• **TEXTO SELECCIONADO**:
Tantas noticias sobre cambios de director, de guión, de montajes y remontajes, de rodajes de nuevos planos por la segunda unidad y de cambios en la fecha de estreno hacían esperar lo peor. Afortunadamente ha sido una falsa alarma. Las dificultades que hayan existido durante la producción no parecen haber hecho mella en un resultado que sólo podemos calificar de solvente, ilusionante y digno de elogio, y si en algo han influido esos cambios ha sido precisamente para solucionar los supuestos problemas, pues por ningún lado se percibe existencia alguna de ellos en el producto final. Aunque, siendo justos, quizá alguno de sus pocos errores proceda igualmente de esas “reparaciones” de última hora.

• **REGISTROS PROPORCIONADOS**:

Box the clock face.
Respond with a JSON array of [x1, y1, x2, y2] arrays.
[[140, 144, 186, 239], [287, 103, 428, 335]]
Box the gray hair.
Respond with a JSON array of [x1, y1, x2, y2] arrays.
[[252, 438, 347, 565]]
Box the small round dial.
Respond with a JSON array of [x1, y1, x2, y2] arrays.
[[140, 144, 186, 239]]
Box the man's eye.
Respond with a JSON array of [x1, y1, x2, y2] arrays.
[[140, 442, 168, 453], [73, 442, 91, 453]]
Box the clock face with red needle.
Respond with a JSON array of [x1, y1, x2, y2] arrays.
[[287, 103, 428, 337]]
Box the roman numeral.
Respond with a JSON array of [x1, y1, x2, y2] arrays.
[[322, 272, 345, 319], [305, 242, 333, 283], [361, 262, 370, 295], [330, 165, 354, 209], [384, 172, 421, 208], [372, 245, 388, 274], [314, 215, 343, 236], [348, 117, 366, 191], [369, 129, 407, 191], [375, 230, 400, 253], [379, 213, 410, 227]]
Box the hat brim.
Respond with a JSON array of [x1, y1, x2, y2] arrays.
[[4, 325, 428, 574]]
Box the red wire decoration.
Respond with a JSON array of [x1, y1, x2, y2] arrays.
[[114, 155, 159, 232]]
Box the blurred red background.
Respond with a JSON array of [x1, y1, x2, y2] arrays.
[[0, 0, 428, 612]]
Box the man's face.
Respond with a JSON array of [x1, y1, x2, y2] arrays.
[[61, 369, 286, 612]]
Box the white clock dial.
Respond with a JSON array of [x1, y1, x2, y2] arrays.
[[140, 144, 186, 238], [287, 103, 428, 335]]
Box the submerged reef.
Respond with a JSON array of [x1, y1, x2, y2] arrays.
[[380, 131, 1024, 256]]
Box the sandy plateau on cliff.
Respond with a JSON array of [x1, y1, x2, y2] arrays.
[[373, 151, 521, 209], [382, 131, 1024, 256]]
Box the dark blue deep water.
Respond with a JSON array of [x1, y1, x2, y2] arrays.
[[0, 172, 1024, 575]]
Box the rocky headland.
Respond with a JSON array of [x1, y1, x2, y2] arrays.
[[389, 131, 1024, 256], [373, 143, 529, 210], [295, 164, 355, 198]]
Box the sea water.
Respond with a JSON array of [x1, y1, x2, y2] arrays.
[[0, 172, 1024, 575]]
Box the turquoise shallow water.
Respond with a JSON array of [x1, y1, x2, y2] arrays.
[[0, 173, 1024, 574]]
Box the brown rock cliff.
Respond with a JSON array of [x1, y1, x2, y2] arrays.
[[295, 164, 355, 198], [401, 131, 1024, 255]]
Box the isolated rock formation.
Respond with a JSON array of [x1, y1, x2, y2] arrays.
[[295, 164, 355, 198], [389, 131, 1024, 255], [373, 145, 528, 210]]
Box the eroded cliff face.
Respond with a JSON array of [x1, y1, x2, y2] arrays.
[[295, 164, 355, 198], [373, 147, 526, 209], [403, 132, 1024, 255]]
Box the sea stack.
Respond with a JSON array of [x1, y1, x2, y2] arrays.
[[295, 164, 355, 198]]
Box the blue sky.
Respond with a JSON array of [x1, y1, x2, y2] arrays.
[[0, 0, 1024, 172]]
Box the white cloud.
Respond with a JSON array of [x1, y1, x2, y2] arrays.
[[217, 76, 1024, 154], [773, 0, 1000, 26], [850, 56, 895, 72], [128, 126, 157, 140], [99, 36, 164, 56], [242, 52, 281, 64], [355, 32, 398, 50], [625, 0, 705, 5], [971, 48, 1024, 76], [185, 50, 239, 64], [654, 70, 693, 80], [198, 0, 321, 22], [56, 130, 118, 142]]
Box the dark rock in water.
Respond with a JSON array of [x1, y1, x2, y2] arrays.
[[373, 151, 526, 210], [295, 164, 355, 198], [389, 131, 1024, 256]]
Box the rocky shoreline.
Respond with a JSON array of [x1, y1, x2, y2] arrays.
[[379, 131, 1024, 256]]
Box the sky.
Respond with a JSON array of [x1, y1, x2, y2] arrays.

• **TAREA POR REALIZAR**:
Responde a estas preguntas sobre el texto seleccionado y numera cada respuesta igual que su pregunta.
1. ¿Sobre qué cambios trataban las noticias que hacían esperar lo peor?
2. ¿Con qué calificativos se describe el resultado?
3. ¿De dónde podría proceder alguno de sus pocos errores?

• **RESULTADO DE LA TAREA**:
1. Sobre cambios de director, de guion, de montajes y remontajes, de rodajes de nuevos planos por la segunda unidad y de cambios en la fecha de estreno.
2. Solvente, ilusionante y digno de elogio.
3. De esas "reparaciones" de última hora.